— BEGIN —
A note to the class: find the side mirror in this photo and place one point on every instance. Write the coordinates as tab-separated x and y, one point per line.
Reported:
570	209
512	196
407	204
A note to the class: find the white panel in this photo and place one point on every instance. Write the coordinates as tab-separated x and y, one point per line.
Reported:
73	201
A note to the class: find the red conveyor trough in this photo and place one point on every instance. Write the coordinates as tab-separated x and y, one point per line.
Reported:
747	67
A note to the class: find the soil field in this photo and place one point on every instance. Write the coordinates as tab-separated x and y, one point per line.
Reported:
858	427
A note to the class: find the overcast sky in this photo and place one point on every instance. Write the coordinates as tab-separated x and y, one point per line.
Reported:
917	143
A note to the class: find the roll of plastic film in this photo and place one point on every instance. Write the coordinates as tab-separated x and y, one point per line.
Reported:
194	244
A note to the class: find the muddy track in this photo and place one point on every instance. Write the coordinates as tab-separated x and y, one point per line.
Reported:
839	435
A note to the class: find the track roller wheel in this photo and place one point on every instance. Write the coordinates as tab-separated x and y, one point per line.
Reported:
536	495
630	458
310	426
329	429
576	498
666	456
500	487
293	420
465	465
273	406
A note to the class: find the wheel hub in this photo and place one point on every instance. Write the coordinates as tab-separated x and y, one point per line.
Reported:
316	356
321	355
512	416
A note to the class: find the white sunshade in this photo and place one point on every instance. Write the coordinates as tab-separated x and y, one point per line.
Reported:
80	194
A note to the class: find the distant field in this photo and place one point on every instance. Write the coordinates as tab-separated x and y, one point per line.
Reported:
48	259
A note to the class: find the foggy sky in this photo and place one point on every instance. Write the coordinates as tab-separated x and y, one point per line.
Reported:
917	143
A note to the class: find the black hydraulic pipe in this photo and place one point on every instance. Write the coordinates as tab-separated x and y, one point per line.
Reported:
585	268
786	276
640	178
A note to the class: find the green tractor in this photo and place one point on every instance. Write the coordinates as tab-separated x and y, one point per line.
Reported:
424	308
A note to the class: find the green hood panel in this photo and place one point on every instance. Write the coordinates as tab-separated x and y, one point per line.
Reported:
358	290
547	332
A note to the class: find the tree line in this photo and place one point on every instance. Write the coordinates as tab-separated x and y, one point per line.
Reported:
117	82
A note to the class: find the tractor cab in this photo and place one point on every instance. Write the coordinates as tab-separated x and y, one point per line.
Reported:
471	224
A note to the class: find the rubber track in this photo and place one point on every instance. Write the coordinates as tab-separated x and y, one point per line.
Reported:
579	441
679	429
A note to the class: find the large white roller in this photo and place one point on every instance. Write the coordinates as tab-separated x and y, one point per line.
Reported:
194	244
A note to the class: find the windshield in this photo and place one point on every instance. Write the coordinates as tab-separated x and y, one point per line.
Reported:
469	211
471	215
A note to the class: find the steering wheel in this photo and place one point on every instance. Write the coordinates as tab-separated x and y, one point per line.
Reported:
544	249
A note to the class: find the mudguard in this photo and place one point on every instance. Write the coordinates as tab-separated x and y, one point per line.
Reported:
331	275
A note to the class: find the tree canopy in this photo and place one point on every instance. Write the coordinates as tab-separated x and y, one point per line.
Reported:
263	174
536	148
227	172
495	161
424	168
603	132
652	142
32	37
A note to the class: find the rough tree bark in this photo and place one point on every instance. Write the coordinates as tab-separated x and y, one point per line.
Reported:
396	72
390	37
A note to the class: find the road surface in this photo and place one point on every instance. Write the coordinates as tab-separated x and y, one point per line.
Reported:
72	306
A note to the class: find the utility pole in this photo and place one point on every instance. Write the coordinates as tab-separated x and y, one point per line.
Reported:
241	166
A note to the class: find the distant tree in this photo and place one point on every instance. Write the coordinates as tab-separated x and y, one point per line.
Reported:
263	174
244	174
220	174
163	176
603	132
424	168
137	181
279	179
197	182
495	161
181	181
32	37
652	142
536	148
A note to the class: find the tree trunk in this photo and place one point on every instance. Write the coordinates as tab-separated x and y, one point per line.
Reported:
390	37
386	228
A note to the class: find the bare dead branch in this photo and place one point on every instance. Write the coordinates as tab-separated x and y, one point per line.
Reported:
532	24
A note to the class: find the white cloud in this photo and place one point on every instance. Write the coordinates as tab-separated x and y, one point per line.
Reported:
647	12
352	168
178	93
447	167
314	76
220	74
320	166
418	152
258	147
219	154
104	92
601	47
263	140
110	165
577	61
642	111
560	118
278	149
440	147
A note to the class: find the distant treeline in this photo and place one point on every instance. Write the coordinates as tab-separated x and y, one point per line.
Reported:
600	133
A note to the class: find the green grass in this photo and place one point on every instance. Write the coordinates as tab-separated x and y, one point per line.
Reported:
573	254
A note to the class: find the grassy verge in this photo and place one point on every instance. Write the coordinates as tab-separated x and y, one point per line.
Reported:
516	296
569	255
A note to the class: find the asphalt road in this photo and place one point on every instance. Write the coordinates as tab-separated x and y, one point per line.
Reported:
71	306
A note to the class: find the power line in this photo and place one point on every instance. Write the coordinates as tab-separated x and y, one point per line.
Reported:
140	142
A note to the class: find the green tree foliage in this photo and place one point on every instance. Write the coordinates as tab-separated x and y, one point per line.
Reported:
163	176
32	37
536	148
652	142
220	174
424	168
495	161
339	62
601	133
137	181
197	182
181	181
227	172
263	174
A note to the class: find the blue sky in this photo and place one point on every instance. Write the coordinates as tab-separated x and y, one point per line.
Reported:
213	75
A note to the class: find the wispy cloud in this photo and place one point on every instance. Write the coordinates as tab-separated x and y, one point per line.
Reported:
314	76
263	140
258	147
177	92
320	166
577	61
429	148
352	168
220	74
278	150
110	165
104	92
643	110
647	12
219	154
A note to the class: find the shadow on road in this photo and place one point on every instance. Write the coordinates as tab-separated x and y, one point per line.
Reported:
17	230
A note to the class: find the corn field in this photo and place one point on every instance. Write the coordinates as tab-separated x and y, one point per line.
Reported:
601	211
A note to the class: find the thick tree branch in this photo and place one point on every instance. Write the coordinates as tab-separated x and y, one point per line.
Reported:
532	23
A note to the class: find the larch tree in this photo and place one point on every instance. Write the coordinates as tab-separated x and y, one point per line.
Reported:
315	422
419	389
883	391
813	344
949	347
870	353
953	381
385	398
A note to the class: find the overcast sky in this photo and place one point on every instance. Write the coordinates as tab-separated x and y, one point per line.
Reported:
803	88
— END —
— BEGIN —
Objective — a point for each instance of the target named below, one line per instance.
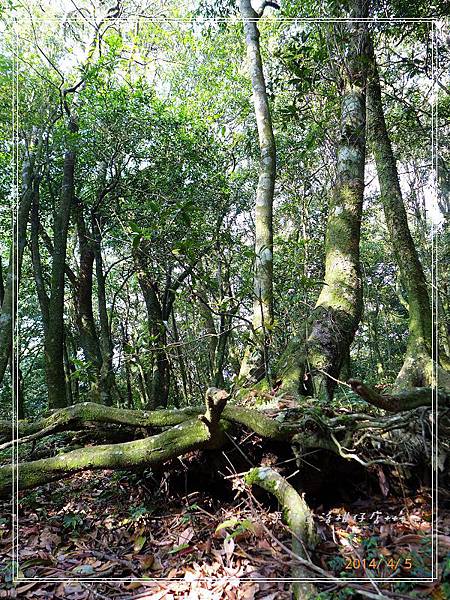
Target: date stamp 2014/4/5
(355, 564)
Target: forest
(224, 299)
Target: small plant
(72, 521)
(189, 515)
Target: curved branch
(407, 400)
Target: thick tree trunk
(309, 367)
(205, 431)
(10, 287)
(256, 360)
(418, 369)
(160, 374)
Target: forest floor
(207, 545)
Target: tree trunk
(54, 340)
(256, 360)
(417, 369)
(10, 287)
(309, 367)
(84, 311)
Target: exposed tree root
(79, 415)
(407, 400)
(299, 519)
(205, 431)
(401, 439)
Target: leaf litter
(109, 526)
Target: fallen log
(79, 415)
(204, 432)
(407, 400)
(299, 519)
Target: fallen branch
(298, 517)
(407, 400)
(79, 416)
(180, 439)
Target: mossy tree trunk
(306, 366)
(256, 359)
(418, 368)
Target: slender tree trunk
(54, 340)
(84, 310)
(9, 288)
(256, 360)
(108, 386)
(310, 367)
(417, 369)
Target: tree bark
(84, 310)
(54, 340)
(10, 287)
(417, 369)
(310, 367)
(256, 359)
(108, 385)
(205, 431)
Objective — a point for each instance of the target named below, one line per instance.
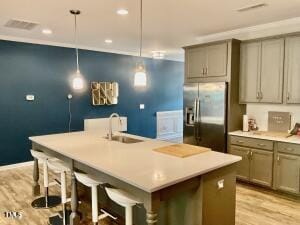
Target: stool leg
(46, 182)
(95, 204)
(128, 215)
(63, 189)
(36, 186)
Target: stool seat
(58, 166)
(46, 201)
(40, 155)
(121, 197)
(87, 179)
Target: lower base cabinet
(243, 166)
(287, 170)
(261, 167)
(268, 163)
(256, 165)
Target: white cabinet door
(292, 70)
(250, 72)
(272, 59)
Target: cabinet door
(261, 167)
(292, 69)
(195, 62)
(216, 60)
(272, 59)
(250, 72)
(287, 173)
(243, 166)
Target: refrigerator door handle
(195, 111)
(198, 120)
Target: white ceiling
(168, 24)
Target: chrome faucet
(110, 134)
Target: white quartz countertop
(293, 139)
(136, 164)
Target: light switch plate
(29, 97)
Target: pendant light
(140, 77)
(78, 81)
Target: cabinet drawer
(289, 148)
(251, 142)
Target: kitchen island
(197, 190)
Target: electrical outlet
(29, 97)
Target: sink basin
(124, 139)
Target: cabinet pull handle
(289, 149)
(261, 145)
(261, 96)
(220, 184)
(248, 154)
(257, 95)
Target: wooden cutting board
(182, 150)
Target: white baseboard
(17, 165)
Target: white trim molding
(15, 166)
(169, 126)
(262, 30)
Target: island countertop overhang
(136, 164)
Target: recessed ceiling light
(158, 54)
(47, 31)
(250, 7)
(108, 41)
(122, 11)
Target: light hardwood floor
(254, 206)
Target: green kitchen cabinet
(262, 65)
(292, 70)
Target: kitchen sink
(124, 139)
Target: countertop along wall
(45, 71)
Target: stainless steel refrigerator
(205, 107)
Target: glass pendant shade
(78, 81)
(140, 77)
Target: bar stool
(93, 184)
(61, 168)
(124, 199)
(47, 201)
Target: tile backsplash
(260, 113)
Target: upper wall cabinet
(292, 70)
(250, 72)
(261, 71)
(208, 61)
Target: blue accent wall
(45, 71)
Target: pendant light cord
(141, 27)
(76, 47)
— END —
## TASK STATEMENT
From the data above, extract every line that contains the string "pendant". Case counts.

## TASK OUTPUT
Target: pendant light
Target: glass pendant shade
Target: pendant light cord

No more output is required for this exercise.